===== Records to process

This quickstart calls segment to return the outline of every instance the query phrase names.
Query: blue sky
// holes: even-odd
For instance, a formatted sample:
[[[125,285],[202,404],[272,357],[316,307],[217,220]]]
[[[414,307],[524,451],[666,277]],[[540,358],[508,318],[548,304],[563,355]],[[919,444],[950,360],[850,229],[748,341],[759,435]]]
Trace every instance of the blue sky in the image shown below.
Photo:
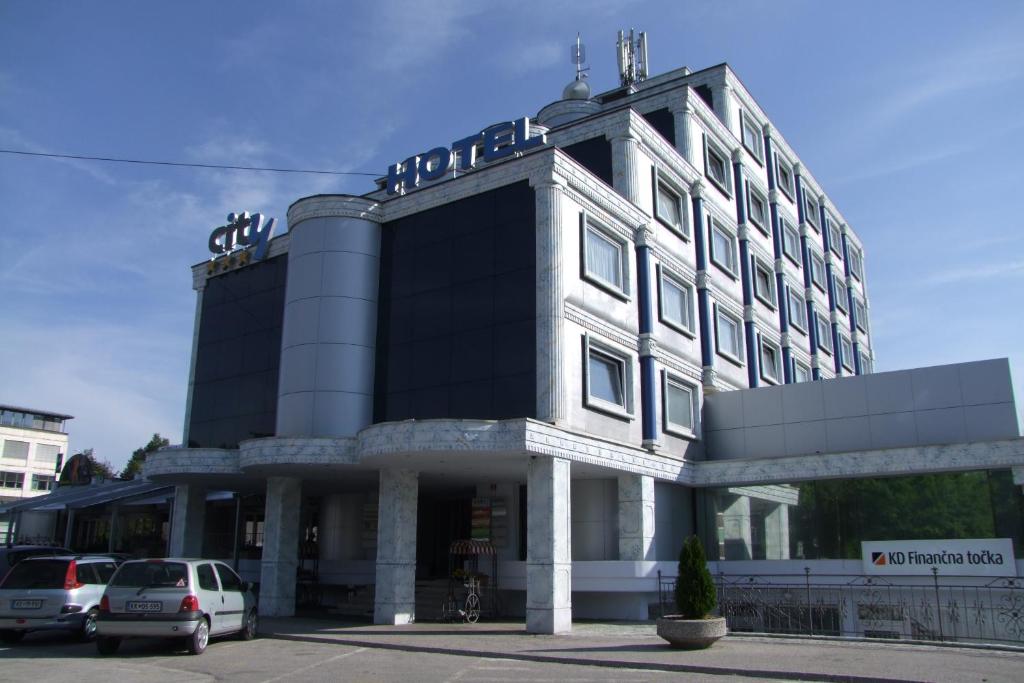
[[[427,9],[429,8],[429,9]],[[1024,403],[1019,2],[0,2],[0,147],[368,171],[573,76],[729,62],[866,245],[877,370],[1009,356]],[[118,469],[181,439],[189,266],[232,211],[367,178],[0,154],[0,402]]]

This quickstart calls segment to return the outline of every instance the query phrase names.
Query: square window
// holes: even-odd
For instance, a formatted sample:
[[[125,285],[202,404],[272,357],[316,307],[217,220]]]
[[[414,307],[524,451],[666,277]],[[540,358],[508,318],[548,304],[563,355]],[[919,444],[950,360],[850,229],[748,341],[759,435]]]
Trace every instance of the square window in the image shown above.
[[[704,175],[706,175],[718,189],[727,195],[732,195],[732,173],[729,169],[729,155],[723,152],[715,143],[704,136]]]
[[[793,381],[810,382],[811,369],[799,361],[793,361]]]
[[[843,279],[838,275],[833,275],[832,286],[835,288],[836,293],[836,308],[846,313],[849,301],[846,298],[846,285],[843,283]]]
[[[828,225],[828,246],[835,252],[839,257],[843,257],[843,235],[839,231],[839,226],[836,222],[829,217],[825,217],[825,223]]]
[[[693,288],[661,271],[658,279],[661,322],[681,332],[693,334]]]
[[[629,417],[632,372],[628,356],[584,338],[587,407]]]
[[[860,299],[853,300],[854,318],[856,318],[857,329],[868,331],[868,309]]]
[[[796,185],[793,182],[793,166],[780,156],[775,161],[776,185],[787,197],[793,199],[796,196]]]
[[[800,233],[785,218],[782,220],[782,252],[800,267]]]
[[[778,384],[780,363],[779,347],[761,339],[761,379]]]
[[[711,262],[736,277],[739,261],[736,255],[736,237],[714,218],[708,219],[708,222],[711,233]]]
[[[850,247],[850,273],[857,278],[862,280],[864,278],[864,262],[861,256],[860,249],[857,247]]]
[[[694,435],[695,392],[693,385],[662,373],[665,431],[679,436]]]
[[[811,282],[818,286],[818,289],[825,291],[825,260],[820,254],[811,252]]]
[[[866,375],[871,372],[871,359],[868,358],[866,353],[860,354],[860,372],[862,375]]]
[[[28,441],[4,441],[4,458],[9,460],[28,461]]]
[[[654,215],[674,232],[690,236],[682,196],[661,180],[657,181]]]
[[[747,186],[747,214],[750,222],[768,234],[768,201],[759,190]]]
[[[768,264],[754,259],[754,296],[775,308],[775,274]]]
[[[804,297],[793,288],[789,288],[787,291],[789,293],[789,324],[801,332],[806,332],[807,304]]]
[[[804,220],[818,228],[818,200],[811,196],[808,190],[804,190]]]
[[[747,148],[755,159],[764,162],[764,140],[761,138],[761,130],[757,123],[750,118],[746,112],[741,115],[743,128],[741,131],[743,146]]]
[[[842,335],[839,336],[839,360],[844,368],[853,372],[853,344]]]
[[[818,333],[818,348],[832,353],[832,325],[828,318],[817,311],[814,313],[814,329]]]
[[[20,489],[25,485],[25,475],[20,472],[0,472],[0,486],[5,489]]]
[[[743,326],[739,318],[734,318],[717,306],[715,339],[718,353],[736,363],[743,363]]]
[[[626,246],[585,218],[583,226],[584,279],[620,298],[626,298]]]
[[[52,491],[54,486],[55,477],[49,477],[45,474],[33,474],[32,475],[32,490],[33,491]]]

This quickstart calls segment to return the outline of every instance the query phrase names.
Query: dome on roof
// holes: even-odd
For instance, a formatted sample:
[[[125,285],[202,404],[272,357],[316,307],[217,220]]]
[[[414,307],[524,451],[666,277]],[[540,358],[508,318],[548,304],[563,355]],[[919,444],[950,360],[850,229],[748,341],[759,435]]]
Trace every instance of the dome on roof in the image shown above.
[[[563,100],[589,100],[590,99],[590,86],[583,79],[577,79],[565,86],[565,90],[562,91]]]

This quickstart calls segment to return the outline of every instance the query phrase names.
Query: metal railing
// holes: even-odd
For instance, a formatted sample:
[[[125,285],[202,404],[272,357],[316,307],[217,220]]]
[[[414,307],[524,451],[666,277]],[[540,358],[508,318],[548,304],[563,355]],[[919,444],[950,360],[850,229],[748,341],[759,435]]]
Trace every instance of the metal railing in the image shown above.
[[[730,631],[1024,645],[1024,579],[757,574],[715,577]],[[915,580],[916,579],[916,580]],[[658,607],[675,577],[658,572]]]

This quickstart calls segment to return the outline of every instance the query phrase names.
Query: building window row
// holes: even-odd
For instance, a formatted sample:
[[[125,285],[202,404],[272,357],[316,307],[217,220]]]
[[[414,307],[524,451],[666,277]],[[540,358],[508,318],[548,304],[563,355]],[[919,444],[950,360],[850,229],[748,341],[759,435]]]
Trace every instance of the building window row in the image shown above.
[[[629,297],[629,251],[611,231],[581,218],[583,278],[620,298]]]
[[[633,414],[633,363],[626,353],[583,337],[587,406],[616,417]]]
[[[779,347],[761,337],[761,379],[772,384],[782,383],[782,354]]]
[[[772,267],[763,260],[752,256],[754,273],[754,296],[762,303],[775,308],[775,273]]]
[[[5,408],[0,410],[0,426],[62,432],[64,431],[64,420],[52,415],[39,415]]]
[[[729,164],[729,154],[713,142],[708,135],[704,135],[704,175],[715,187],[732,196],[732,168]]]
[[[719,355],[743,364],[743,323],[715,305],[715,350]]]
[[[711,245],[711,262],[724,270],[733,279],[739,276],[739,256],[736,235],[725,223],[715,217],[708,218],[708,243]]]
[[[670,186],[655,172],[654,180],[654,216],[672,232],[684,239],[690,238],[690,226],[687,220],[686,195]]]
[[[25,485],[23,472],[0,472],[0,488],[20,489]]]
[[[56,486],[57,478],[51,477],[46,474],[33,474],[32,475],[32,490],[33,491],[52,491]]]
[[[22,462],[28,461],[28,441],[16,441],[14,439],[6,439],[4,441],[4,459],[6,460],[20,460]]]
[[[668,372],[662,372],[664,430],[676,436],[696,436],[697,389]]]
[[[750,152],[751,156],[758,160],[759,163],[764,163],[764,139],[761,137],[761,127],[757,125],[757,122],[750,117],[747,112],[740,114],[740,120],[742,122],[740,128],[740,141],[743,146]]]
[[[658,266],[658,318],[671,328],[693,336],[693,287]]]

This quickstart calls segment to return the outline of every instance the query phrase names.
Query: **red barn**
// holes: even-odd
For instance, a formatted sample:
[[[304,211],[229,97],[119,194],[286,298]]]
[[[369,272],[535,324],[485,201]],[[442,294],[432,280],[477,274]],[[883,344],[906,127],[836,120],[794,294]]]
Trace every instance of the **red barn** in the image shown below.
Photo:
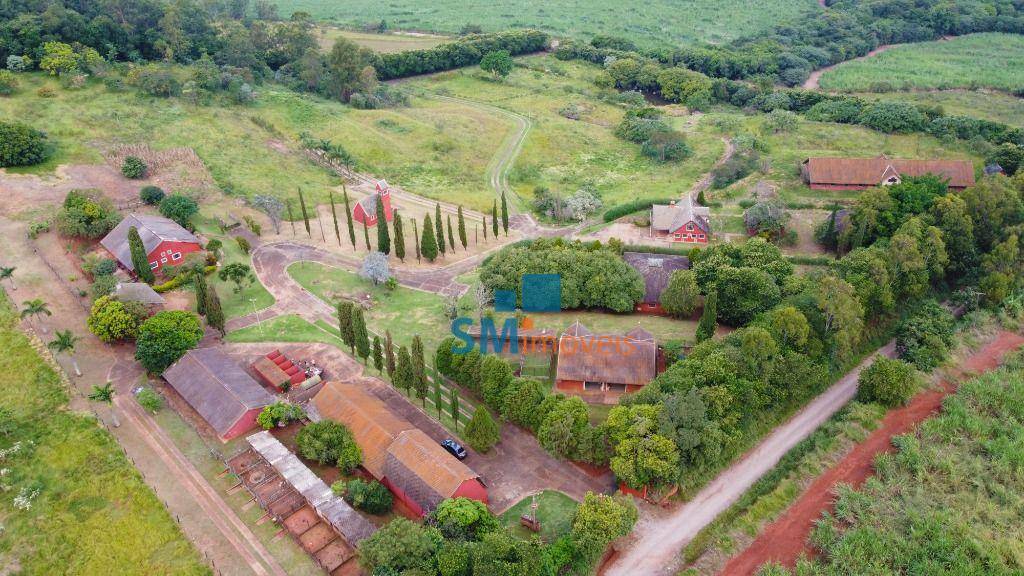
[[[694,206],[687,193],[683,200],[668,206],[651,206],[651,234],[669,242],[707,244],[711,240],[711,212]]]
[[[312,406],[319,417],[352,431],[363,468],[416,514],[426,515],[447,498],[487,503],[487,488],[476,473],[365,387],[328,382]]]
[[[391,222],[391,189],[384,180],[377,182],[377,190],[373,194],[356,202],[355,208],[352,209],[352,218],[356,222],[366,224],[367,227],[376,226],[378,201],[384,203],[384,217]]]
[[[866,190],[899,184],[903,178],[934,174],[951,190],[974,186],[974,166],[966,160],[900,160],[877,158],[808,158],[800,175],[814,190]]]
[[[174,220],[162,216],[129,214],[100,240],[107,252],[129,271],[135,271],[131,249],[128,248],[128,230],[135,227],[146,247],[149,267],[158,271],[167,264],[181,264],[185,254],[203,249],[194,234]]]
[[[624,336],[594,334],[577,320],[558,339],[556,392],[593,404],[615,404],[657,374],[658,346],[639,326]]]
[[[216,348],[189,350],[163,377],[224,442],[255,428],[263,407],[274,403],[259,382]]]

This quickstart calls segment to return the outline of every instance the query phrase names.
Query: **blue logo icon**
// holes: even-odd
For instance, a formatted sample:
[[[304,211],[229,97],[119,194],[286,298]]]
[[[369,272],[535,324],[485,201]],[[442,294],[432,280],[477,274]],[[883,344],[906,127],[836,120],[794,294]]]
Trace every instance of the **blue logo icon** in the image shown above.
[[[562,277],[558,274],[524,274],[522,277],[522,310],[524,312],[560,312],[562,310]],[[516,311],[516,292],[514,290],[496,290],[494,292],[494,311],[514,313]],[[452,321],[452,334],[462,341],[461,346],[452,351],[455,354],[468,354],[473,349],[474,335],[470,333],[473,319],[460,316]],[[533,325],[527,316],[523,319],[523,327]],[[480,321],[480,353],[487,354],[488,348],[500,353],[508,343],[508,351],[519,353],[519,323],[515,317],[506,318],[501,326],[501,335],[493,318]]]

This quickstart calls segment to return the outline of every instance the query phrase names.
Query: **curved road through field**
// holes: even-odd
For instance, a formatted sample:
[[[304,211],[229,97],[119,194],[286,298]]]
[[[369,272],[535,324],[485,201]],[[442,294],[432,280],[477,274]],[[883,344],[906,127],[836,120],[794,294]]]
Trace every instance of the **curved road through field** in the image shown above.
[[[604,576],[670,575],[677,572],[679,553],[694,536],[727,510],[755,482],[801,440],[807,438],[838,412],[857,393],[861,370],[878,354],[893,357],[895,342],[889,342],[864,359],[828,390],[812,400],[785,424],[777,427],[741,460],[718,475],[689,502],[667,516],[641,520],[633,532],[632,545],[609,564]]]

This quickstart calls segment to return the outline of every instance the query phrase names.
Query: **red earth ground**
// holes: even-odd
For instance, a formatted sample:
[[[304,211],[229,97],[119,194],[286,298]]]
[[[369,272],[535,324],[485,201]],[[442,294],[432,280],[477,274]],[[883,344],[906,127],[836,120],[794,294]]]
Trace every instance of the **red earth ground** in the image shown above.
[[[1024,336],[1001,332],[969,356],[957,371],[970,375],[992,370],[1007,352],[1021,345],[1024,345]],[[807,546],[807,538],[815,520],[821,517],[823,511],[832,509],[836,485],[850,484],[857,488],[863,484],[872,473],[875,456],[893,449],[892,437],[909,432],[931,417],[942,407],[943,398],[955,391],[956,383],[947,380],[942,383],[941,389],[921,392],[906,406],[889,411],[878,429],[854,447],[836,466],[819,476],[746,550],[733,557],[721,574],[755,574],[766,562],[778,562],[792,568],[801,554],[813,555],[813,550]]]

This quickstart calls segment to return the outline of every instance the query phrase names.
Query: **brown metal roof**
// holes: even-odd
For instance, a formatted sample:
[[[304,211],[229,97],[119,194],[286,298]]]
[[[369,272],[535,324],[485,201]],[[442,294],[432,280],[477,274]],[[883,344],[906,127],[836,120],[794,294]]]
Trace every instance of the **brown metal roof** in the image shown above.
[[[804,160],[808,184],[878,186],[893,172],[899,176],[934,174],[949,180],[949,185],[966,188],[974,185],[974,166],[966,160],[902,160],[878,158],[808,158]]]
[[[690,269],[690,259],[686,256],[624,252],[622,259],[643,277],[646,304],[656,304],[660,300],[673,272]]]
[[[163,376],[220,436],[249,410],[274,402],[259,382],[216,348],[189,350]]]
[[[696,224],[705,233],[710,233],[710,217],[710,209],[706,206],[694,205],[693,196],[689,192],[684,194],[682,200],[678,202],[667,206],[655,204],[651,207],[651,227],[655,230],[667,230],[669,234],[690,222]]]
[[[139,237],[142,238],[147,255],[165,240],[200,243],[194,234],[170,218],[129,214],[117,226],[114,226],[114,229],[104,236],[103,240],[100,240],[100,244],[129,270],[135,269],[132,264],[131,249],[128,248],[128,230],[132,227],[139,231]]]
[[[463,482],[478,477],[418,428],[402,432],[388,448],[384,474],[424,510],[436,508]]]
[[[557,380],[643,386],[656,376],[658,346],[646,330],[634,329],[634,338],[591,334],[578,322],[573,326],[577,330],[558,340]]]
[[[363,468],[383,478],[388,447],[406,430],[416,427],[395,416],[376,396],[362,387],[328,382],[313,397],[313,405],[323,418],[341,422],[352,431],[363,451]]]

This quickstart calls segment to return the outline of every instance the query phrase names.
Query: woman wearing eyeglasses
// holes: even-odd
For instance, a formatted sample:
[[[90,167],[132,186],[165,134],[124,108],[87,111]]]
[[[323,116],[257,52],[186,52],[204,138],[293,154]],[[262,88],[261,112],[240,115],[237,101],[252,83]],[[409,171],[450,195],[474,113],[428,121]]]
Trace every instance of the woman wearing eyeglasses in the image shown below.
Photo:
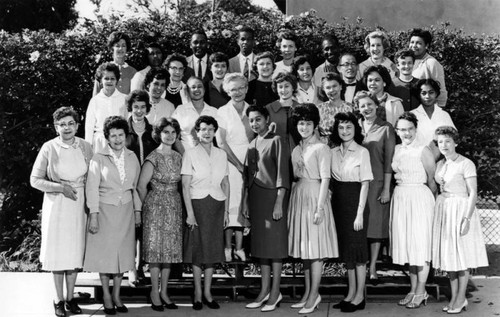
[[[171,54],[163,62],[163,67],[170,74],[170,83],[165,92],[165,99],[173,103],[175,108],[188,103],[189,94],[186,85],[182,82],[184,71],[187,68],[186,57],[177,53]]]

==========

Task details -> The answer must consist of every line above that holds the string "below", copied exactly.

Answer to this exercise ->
Trace every instance of the blue sky in the image shown below.
Trace every instance of the **red barn** in the image shown below.
Trace every instance of the woman wearing eyeglasses in the image shown below.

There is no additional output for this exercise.